Copy every line, leaving nothing out and adding nothing.

Dataset items
..........

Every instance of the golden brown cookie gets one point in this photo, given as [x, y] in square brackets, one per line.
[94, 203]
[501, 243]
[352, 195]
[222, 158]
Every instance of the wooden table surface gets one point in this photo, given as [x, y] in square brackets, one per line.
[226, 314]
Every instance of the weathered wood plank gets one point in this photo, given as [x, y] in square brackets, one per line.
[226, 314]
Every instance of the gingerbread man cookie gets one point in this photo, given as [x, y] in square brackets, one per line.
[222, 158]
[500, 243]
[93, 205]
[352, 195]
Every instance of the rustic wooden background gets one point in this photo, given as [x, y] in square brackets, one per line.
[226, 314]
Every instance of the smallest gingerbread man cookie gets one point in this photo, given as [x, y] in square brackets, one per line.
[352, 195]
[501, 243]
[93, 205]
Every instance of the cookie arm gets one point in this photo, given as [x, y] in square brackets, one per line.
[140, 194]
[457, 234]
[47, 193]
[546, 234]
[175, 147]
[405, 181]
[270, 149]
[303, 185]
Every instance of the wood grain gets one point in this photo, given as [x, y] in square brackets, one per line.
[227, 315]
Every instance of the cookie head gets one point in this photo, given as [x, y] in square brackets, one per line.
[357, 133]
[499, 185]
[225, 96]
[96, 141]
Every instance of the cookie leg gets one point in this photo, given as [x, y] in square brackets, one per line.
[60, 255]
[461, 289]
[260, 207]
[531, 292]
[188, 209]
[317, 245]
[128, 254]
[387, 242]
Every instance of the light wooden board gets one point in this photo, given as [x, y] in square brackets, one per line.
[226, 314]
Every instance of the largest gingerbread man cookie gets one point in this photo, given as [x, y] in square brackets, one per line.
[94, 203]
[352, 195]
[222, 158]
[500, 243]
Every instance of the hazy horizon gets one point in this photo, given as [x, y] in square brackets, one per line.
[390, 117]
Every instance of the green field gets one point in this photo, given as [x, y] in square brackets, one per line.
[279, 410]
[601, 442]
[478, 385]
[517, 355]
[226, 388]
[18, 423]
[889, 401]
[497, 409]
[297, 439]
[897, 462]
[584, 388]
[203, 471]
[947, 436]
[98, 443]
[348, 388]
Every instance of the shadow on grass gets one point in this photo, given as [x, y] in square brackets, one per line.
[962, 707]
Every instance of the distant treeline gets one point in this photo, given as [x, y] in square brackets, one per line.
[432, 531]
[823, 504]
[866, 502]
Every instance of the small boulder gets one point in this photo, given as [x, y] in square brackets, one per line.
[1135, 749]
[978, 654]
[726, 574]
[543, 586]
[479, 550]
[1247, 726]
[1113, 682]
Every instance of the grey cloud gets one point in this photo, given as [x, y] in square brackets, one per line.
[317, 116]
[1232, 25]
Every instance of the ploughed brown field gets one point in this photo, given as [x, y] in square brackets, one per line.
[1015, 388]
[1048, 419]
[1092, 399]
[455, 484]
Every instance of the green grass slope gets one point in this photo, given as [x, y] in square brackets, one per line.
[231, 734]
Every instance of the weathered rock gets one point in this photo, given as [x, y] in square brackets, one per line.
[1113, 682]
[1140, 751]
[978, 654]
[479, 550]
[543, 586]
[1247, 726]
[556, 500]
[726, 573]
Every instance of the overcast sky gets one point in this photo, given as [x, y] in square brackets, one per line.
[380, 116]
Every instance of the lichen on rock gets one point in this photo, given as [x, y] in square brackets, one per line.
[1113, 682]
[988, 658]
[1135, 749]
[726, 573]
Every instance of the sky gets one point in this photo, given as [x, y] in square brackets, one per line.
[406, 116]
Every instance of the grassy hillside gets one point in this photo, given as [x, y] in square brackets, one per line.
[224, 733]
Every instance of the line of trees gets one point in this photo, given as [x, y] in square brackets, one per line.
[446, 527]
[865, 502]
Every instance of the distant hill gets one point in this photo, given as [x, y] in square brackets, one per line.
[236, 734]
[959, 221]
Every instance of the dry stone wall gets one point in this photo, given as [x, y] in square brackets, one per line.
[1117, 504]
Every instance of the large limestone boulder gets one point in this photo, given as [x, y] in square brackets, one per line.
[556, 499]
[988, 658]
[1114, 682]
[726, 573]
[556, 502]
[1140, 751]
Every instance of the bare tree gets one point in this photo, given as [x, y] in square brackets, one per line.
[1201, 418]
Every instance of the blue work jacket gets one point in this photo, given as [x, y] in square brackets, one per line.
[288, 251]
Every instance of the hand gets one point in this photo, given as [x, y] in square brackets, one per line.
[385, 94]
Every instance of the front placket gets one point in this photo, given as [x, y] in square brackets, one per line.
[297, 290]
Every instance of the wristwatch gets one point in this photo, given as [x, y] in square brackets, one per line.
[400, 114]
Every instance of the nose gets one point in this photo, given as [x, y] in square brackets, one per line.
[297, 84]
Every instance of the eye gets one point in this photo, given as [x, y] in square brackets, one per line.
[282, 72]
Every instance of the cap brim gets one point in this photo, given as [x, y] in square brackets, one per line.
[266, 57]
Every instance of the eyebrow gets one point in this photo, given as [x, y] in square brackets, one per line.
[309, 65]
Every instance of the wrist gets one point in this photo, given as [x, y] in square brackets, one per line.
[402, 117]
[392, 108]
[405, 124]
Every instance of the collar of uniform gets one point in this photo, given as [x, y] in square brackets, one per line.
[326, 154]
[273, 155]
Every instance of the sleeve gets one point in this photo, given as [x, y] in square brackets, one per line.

..........

◆ **Exercise output**
Every instance of the golden brown cookie gets one point in this photo, given as [x, y] in square brackets, one per line.
[94, 203]
[501, 243]
[352, 195]
[222, 158]
Every instance of the wooden table surface gets one point in this photo, given as [x, y] in square brackets, one per line.
[226, 314]
Every instance of the weathered wood plank gets one point in this photo, given as [x, y] in square brackets, one per line.
[226, 314]
Every instance of the gingerbread man cookie gets one point in this photo, given as [x, y] in square brackets, one per line.
[222, 158]
[500, 243]
[93, 205]
[352, 195]
Every instance of the rustic wooden background gets one point in this photo, given as [x, y] in square brackets, one per line.
[226, 314]
Every instance of the smallest gingerbread man cookie gets one point in this photo, given as [x, y] in square brackets, one per line.
[352, 195]
[501, 243]
[93, 205]
Every instance of the cookie arm gets one point in this photo, given as [x, y] in square brackets, one per line.
[140, 194]
[457, 234]
[47, 193]
[546, 234]
[175, 147]
[405, 181]
[270, 149]
[303, 185]
Every instance of the wood grain gets one point in this photo, given as [x, y] in square brackets, one per line.
[227, 315]
Every instance of the cookie head gets one point in this photo, given as [x, y] in square brackets, one per line.
[357, 133]
[499, 185]
[225, 96]
[96, 141]
Every instance of the cookie leg gets one point in this photo, given as [x, y] in square brackets, one per line.
[60, 255]
[461, 289]
[260, 207]
[531, 292]
[188, 209]
[317, 245]
[128, 254]
[387, 242]
Every instance of the light wooden board gets one point in this photo, given as [x, y] in square brackets, one per line.
[226, 314]
Every instance of the largest gingerbread man cookie gets one point in this photo, given as [x, y] in square brackets, one per line.
[94, 203]
[352, 195]
[222, 158]
[500, 243]
Every instance of the hazy horizon gets one point in this photo, given as [x, y] in square brackets, one per line.
[390, 117]
Every instance of the green field gets one point in this photo, given as [x, y] in square brackets, one per line.
[279, 410]
[601, 442]
[478, 385]
[517, 355]
[226, 388]
[18, 423]
[889, 401]
[497, 409]
[297, 439]
[897, 462]
[584, 388]
[203, 471]
[947, 436]
[98, 443]
[348, 388]
Every instance of the shadow on grass gets one point in this photo, given as [x, y] in square brackets, one per line.
[962, 707]
Every instance of the distant treeline gets one point in this photo, given as [x, y] in square brackets, one per line.
[432, 531]
[823, 504]
[866, 502]
Every instance of the small boulder gets one point in this photo, given as [x, y] in square brackets, one per line.
[1135, 749]
[978, 654]
[726, 574]
[543, 586]
[479, 550]
[1247, 726]
[1113, 682]
Every instance of the grey cloud gets one point in this photo, given as [x, y] in square brackets, one per line.
[317, 116]
[1232, 25]
Every instance of the ploughed brown field gets one point in this photo, given as [x, y] in square brackets, one per line.
[1015, 388]
[1048, 419]
[1092, 399]
[455, 484]
Every instance of the green grass slope gets one point in this photo, given as [x, y] in square brackets, one per line.
[231, 734]
Every instance of the weathered rock gets one point in this photo, given as [x, y] in square brackets, one per line.
[1113, 682]
[1140, 751]
[978, 654]
[479, 550]
[543, 586]
[1247, 726]
[556, 500]
[726, 573]
Every instance of the overcast sky gets one point in this photo, given as [x, y] in square brackets, one per line.
[380, 116]
Every instance of the lichen on rock gets one point in this photo, given as [x, y] in square brackets, one per line.
[1113, 682]
[988, 658]
[1135, 749]
[726, 573]
Every instance of the sky gets one point in this photo, given as [x, y] in square brackets, one per line.
[406, 116]
Every instance of the grassy hillside gets one point in this photo, given as [x, y] in square brackets, one per line.
[224, 733]
Every instance of the line of trees gets one point in this photo, given as [x, y] in square brackets, one per line.
[446, 527]
[865, 502]
Every instance of the distant hill gets one point in this photo, given as [x, y] in square brackets, one per line.
[236, 734]
[959, 221]
Every instance of the dry stone wall gets one point in this photo, given as [x, y] in square brackets, one per line.
[1117, 504]
Every instance of the large limestone boulder gets one point in this photo, given as [x, y] in square brackets, one per line.
[556, 499]
[988, 658]
[1114, 682]
[726, 573]
[556, 502]
[1140, 751]
Every instance of the bare tree gets one point in this photo, given as [x, y] in square brackets, one per line.
[1201, 418]
Every instance of the blue work jacket gets one point in this photo, given as [x, y] in square brackets, one per line.
[288, 251]
Every instance of the hand gets one point in this photo, given as [x, y] in square brackets, one per line.
[385, 94]
Every instance of the front placket gets one point in this photo, given as [x, y] in square brackets, one per line.
[297, 290]
Every instance of the wristwatch gets one point in this photo, given as [x, y] in square brackets, one per line.
[400, 114]
Every instance of the nose gets one point in this photo, given as [x, y] in square brackets, one per line.
[297, 84]
Every instance of the eye gets one point in this photo, given as [x, y] in square brackets, one per line.
[282, 72]
Every instance of the cap brim gets one point in this photo, given as [x, y] in square brackets, one per line.
[266, 57]
Every instance of the eyebrow gets one point in this photo, given as [x, y] in square brackets, one per line.
[309, 65]
Every instance of the wrist gets one point in this photo, given as [x, y] in square brackets, one per line.
[402, 117]
[392, 108]
[405, 124]
Every instance of the collar of uniform gets one point in this photo, given as [x, y] in square brackets, one per line.
[326, 154]
[273, 155]
Every instance of the sleeve gets one point in this photo, given as [x, y] in square brackets, one per line.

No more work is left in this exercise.